◆ **Problem requirements**
Copy out every line of the material below that contains the word "trace".

++++ Materials provided ++++

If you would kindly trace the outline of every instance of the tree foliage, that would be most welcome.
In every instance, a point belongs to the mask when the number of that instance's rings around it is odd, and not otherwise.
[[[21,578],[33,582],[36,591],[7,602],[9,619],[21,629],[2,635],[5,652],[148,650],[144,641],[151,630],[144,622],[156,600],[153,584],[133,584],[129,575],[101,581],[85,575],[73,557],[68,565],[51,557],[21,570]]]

++++
++++ Materials provided ++++

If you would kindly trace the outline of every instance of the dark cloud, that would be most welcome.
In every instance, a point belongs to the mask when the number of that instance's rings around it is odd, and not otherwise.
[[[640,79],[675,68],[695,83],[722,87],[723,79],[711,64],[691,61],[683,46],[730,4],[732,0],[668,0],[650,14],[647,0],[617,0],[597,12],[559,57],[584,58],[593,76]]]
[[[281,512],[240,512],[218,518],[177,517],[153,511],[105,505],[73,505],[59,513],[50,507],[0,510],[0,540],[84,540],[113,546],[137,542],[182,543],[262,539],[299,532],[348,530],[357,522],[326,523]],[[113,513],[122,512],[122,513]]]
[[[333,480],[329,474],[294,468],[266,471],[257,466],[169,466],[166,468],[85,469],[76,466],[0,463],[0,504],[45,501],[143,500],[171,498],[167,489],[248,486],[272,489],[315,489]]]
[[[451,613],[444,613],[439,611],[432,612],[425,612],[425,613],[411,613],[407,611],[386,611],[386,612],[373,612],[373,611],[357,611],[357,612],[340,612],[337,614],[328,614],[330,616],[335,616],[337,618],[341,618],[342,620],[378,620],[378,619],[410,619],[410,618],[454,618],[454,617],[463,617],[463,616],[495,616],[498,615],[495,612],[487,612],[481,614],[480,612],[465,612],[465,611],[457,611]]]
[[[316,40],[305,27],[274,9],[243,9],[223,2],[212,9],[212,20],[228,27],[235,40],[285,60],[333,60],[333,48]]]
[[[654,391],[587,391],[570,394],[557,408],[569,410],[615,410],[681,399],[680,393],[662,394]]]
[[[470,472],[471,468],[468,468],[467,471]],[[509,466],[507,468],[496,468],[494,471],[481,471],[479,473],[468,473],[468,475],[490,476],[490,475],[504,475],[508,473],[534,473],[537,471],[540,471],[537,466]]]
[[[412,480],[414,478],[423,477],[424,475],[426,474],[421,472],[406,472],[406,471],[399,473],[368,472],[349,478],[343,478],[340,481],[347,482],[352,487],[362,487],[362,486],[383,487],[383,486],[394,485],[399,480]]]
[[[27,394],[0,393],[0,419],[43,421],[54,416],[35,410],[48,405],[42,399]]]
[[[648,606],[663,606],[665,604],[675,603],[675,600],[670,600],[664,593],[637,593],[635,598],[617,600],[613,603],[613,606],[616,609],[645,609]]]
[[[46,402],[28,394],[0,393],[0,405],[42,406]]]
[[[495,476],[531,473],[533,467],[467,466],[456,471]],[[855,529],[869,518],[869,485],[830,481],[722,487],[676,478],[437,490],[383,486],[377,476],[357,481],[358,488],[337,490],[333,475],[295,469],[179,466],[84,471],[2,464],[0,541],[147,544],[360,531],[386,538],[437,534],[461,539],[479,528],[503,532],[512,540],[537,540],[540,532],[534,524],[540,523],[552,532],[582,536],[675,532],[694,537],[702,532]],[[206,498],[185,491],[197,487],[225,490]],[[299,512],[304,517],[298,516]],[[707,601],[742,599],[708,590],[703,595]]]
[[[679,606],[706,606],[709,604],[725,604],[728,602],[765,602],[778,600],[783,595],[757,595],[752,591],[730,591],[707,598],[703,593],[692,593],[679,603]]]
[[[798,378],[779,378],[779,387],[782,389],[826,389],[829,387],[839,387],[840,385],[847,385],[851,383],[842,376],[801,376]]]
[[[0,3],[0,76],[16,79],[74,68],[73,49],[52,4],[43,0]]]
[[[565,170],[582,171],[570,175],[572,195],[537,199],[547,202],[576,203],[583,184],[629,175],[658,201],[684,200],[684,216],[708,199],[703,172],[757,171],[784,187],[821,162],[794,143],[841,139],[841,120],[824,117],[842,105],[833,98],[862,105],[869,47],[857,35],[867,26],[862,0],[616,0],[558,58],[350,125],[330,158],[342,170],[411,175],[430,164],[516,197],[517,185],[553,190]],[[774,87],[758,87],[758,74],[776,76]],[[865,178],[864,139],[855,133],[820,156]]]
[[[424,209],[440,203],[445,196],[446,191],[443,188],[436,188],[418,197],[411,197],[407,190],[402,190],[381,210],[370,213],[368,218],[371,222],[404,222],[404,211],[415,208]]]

++++

◆ **Complete response**
If you would kindly trace the outline of every instance of the tree foliage, that would be most welcome.
If you would kindly trace the outline of every instance of the dark cloud, that would be most welcome.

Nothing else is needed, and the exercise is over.